- EXERCISE
Report how many lines in the rows below contain the string "black", with case counting. Give only the number.

- PROVIDED DATA

____________

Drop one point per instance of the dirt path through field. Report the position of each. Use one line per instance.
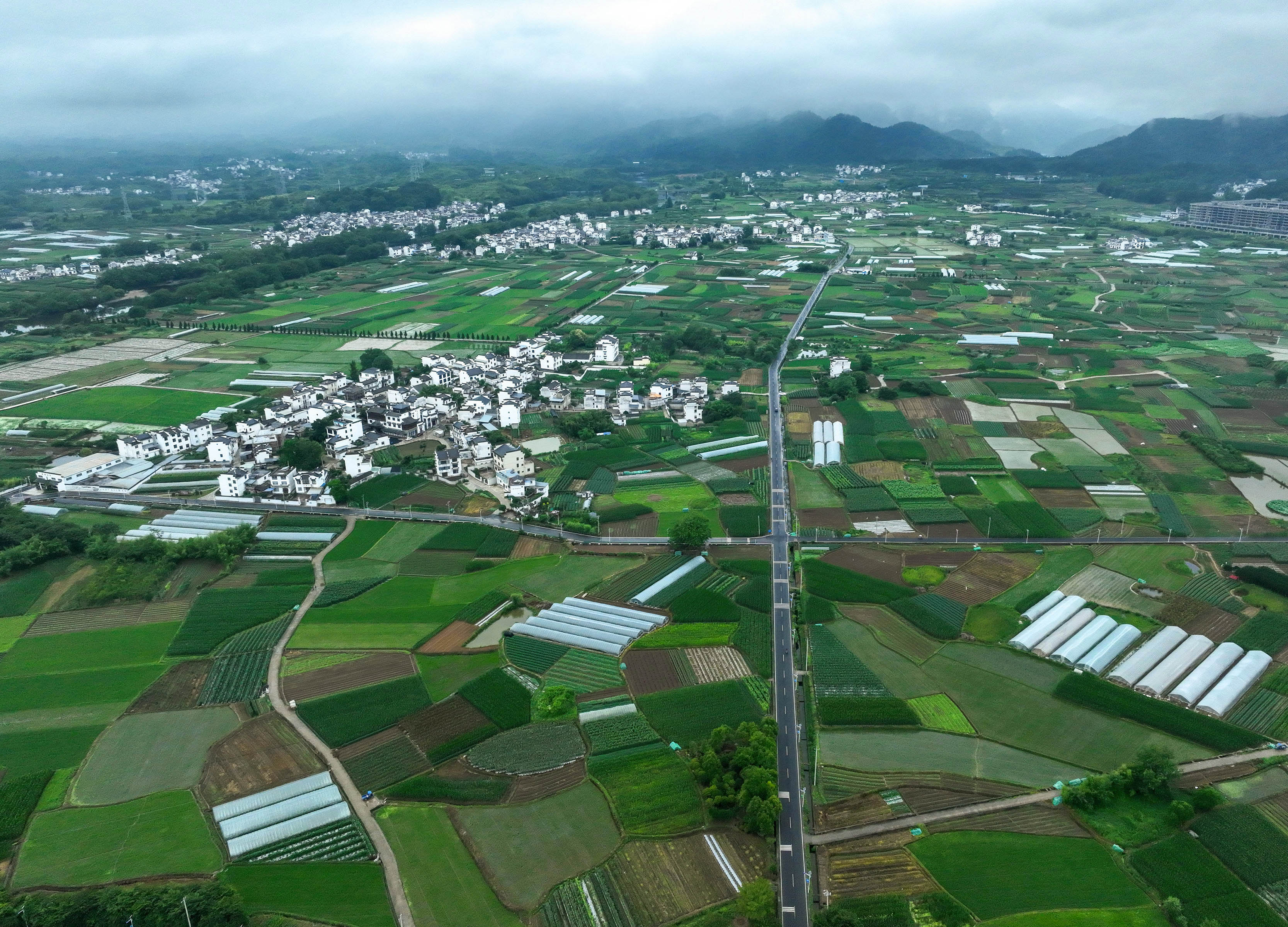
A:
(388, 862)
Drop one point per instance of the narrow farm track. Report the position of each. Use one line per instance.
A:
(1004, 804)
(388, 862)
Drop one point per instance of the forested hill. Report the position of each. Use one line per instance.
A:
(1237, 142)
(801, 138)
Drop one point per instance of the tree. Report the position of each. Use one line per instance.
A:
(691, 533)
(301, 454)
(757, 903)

____________

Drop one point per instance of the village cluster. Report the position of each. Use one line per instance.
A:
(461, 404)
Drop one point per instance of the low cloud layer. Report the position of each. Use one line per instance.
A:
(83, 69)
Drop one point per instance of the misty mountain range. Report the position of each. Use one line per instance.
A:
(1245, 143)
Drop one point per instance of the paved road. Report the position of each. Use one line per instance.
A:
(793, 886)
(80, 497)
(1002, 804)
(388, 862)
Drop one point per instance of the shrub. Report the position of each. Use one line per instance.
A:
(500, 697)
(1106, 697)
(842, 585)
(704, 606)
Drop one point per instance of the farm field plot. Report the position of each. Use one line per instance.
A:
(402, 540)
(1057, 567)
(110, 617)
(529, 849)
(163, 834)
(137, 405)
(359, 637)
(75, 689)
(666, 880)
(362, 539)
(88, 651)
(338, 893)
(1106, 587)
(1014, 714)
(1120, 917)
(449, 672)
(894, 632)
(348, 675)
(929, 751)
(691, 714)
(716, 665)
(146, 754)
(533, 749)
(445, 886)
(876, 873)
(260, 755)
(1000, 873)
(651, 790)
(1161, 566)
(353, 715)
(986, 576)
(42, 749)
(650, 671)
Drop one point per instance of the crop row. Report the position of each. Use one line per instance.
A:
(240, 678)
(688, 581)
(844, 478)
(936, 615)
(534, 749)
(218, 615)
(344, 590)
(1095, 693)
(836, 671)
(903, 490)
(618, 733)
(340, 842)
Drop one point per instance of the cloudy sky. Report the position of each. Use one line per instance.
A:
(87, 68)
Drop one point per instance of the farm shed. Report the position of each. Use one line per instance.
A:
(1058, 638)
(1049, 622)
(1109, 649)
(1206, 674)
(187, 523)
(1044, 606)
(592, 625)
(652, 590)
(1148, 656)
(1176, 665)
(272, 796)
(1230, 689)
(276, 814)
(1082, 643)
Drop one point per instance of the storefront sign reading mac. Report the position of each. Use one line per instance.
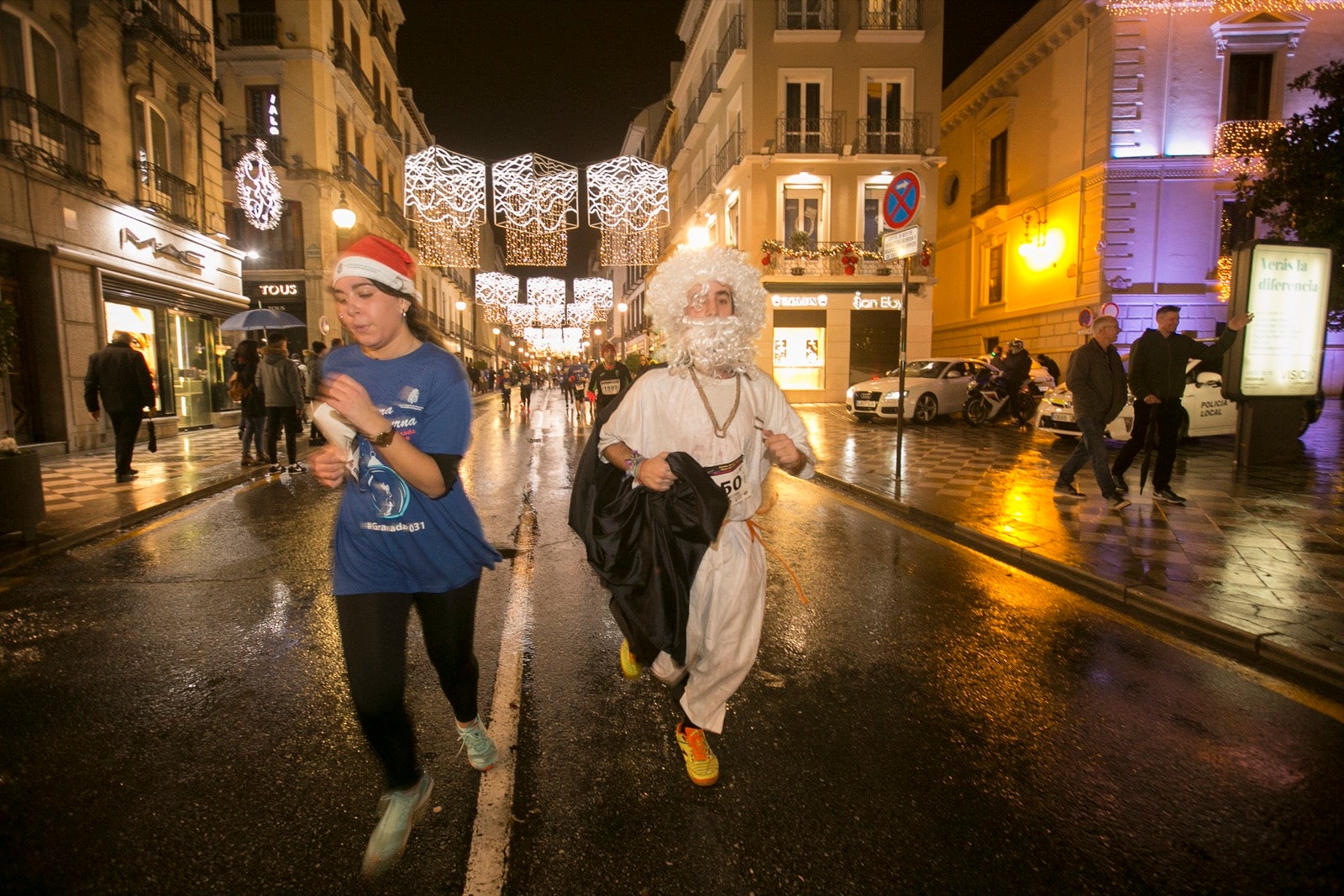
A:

____________

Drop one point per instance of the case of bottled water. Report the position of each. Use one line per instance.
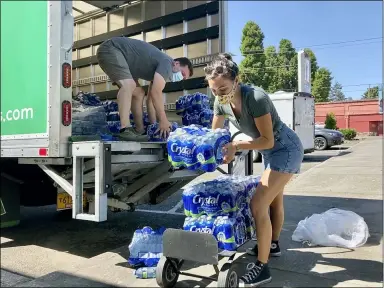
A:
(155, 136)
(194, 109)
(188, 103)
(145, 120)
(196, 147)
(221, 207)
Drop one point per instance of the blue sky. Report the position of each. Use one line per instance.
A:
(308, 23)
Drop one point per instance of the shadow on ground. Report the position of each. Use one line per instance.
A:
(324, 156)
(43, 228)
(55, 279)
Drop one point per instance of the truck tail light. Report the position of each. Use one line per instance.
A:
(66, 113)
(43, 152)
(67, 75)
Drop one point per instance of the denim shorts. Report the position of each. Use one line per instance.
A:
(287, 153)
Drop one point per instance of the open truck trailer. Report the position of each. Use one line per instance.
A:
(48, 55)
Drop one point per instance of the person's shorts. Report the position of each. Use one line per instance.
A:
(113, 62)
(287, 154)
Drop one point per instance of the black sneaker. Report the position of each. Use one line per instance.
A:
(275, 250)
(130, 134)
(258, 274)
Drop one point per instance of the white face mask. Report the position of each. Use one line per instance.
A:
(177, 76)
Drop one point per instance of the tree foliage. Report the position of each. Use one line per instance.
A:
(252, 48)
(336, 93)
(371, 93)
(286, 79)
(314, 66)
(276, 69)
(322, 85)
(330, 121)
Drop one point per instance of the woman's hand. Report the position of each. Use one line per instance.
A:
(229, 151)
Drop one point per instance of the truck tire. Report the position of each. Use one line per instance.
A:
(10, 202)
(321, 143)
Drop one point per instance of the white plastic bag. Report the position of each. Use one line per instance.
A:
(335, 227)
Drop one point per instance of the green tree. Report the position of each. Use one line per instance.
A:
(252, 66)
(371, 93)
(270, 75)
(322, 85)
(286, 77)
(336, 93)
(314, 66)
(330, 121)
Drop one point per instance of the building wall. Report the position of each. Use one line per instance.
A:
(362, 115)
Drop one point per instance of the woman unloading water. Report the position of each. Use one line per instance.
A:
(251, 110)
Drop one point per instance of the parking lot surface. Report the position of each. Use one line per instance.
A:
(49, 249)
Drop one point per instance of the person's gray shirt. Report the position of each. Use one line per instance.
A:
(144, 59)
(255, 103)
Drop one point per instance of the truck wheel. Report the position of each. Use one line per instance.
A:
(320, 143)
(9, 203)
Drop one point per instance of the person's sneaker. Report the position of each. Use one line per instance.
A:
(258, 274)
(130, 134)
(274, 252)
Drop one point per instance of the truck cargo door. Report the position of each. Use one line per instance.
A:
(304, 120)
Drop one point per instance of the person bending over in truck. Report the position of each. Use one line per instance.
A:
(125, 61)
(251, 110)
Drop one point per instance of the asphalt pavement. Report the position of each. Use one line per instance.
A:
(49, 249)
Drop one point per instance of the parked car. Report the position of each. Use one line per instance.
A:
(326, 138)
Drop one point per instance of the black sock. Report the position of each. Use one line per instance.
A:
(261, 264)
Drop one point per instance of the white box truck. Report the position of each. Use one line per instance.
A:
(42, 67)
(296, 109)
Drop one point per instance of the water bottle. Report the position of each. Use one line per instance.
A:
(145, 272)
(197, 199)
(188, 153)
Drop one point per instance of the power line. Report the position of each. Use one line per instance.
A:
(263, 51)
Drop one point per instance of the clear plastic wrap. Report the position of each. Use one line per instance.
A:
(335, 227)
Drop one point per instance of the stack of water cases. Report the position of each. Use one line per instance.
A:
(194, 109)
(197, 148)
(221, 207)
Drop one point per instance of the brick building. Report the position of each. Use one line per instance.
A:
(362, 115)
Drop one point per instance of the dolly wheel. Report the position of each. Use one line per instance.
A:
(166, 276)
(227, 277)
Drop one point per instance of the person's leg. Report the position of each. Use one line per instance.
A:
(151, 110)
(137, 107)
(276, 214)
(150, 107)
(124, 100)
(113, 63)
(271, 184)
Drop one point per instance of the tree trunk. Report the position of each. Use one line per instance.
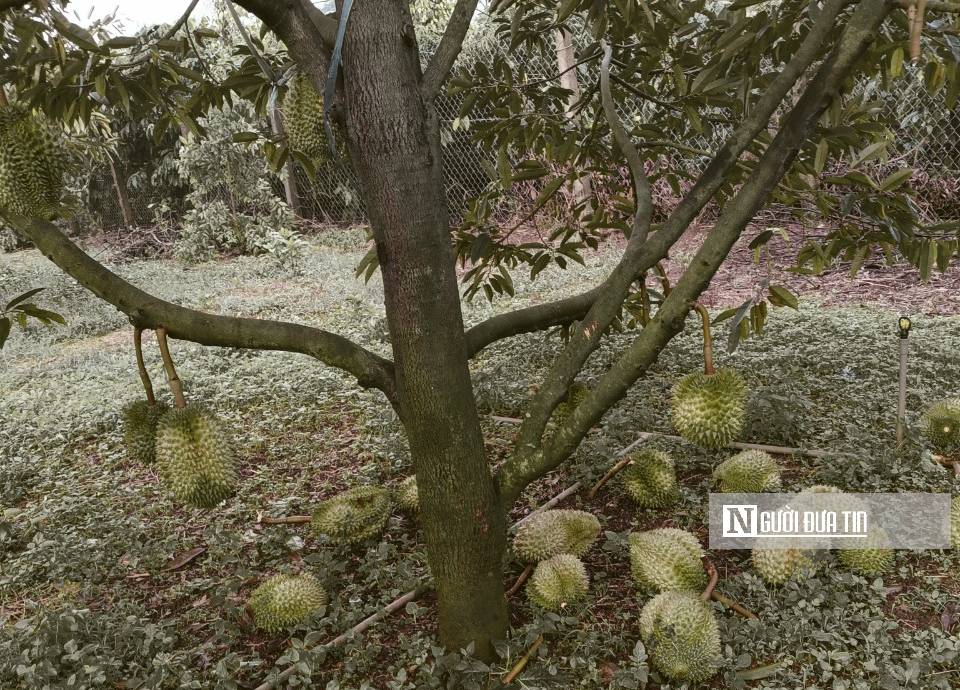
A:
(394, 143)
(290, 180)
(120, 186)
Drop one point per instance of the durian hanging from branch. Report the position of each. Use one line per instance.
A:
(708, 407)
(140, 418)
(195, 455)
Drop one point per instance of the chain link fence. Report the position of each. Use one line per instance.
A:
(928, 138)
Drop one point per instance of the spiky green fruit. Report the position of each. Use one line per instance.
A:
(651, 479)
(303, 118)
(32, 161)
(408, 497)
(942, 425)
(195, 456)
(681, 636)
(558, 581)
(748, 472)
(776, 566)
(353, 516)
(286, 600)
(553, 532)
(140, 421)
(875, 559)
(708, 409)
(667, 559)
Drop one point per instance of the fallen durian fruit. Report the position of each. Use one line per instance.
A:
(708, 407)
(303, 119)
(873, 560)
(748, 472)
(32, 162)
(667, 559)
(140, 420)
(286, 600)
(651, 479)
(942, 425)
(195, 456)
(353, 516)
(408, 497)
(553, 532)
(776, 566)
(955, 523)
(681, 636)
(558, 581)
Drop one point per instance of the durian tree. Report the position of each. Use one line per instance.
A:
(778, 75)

____________

- WRITTEN ANSWER
2